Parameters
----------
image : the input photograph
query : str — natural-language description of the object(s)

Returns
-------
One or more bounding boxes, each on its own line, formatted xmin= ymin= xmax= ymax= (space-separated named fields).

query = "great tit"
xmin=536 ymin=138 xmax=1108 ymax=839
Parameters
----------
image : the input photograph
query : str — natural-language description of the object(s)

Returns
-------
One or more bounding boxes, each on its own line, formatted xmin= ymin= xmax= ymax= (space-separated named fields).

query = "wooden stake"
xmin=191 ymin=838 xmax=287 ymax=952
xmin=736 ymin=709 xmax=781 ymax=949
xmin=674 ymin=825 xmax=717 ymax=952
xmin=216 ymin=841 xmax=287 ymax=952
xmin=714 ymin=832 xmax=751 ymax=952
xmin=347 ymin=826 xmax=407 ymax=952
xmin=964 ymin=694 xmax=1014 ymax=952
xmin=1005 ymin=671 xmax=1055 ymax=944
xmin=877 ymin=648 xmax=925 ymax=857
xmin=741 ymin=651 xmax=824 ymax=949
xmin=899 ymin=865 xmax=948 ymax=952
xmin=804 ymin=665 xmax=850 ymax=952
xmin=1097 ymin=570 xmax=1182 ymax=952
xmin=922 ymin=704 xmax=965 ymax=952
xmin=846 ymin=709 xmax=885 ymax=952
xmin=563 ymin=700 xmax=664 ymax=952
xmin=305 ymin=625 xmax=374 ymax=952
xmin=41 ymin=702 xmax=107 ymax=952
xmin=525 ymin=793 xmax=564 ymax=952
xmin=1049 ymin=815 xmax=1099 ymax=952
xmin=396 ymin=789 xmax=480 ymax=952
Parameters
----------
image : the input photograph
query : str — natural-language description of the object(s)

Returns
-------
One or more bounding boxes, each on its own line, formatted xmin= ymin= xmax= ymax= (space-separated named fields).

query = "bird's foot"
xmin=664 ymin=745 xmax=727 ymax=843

[Job] Scale the records from the start through the line containing "xmin=396 ymin=789 xmax=480 ymax=952", both ends included, and reproduce every line in that span, requests too. Multiply each bounding-box coordinate in the answers by 1.5 and round it to a whole number, with halves going up.

[Final result]
Parameters
----------
image : the input photograph
query : str — natural-language description of the object(s)

Returns
-------
One or more bounding boxes, each on its own line, formatted xmin= ymin= xmax= ymax= (space-separated named fields).

query = "great tit"
xmin=804 ymin=207 xmax=1662 ymax=1259
Parameters
----------
image : the input photograph
query : str — natural-language description of the object(s)

Returns
-------
One or more bounding boxes, each on its own line, formatted xmin= ymin= xmax= ymax= (space-separated named fields).

query = "wooden stake"
xmin=287 ymin=1257 xmax=431 ymax=1428
xmin=1104 ymin=1064 xmax=1172 ymax=1424
xmin=1011 ymin=1238 xmax=1076 ymax=1428
xmin=324 ymin=1262 xmax=431 ymax=1428
xmin=1071 ymin=1248 xmax=1127 ymax=1428
xmin=521 ymin=1239 xmax=611 ymax=1428
xmin=1446 ymin=1041 xmax=1521 ymax=1428
xmin=1508 ymin=1007 xmax=1583 ymax=1416
xmin=1316 ymin=972 xmax=1388 ymax=1286
xmin=1112 ymin=977 xmax=1236 ymax=1424
xmin=1349 ymin=1298 xmax=1422 ymax=1428
xmin=1206 ymin=998 xmax=1275 ymax=1428
xmin=1646 ymin=855 xmax=1773 ymax=1428
xmin=1383 ymin=1056 xmax=1448 ymax=1428
xmin=1269 ymin=1064 xmax=1328 ymax=1428
xmin=845 ymin=1050 xmax=996 ymax=1428
xmin=458 ymin=938 xmax=561 ymax=1428
xmin=62 ymin=1053 xmax=161 ymax=1428
xmin=788 ymin=1190 xmax=846 ymax=1428
xmin=1574 ymin=1223 xmax=1649 ymax=1428
xmin=594 ymin=1184 xmax=720 ymax=1428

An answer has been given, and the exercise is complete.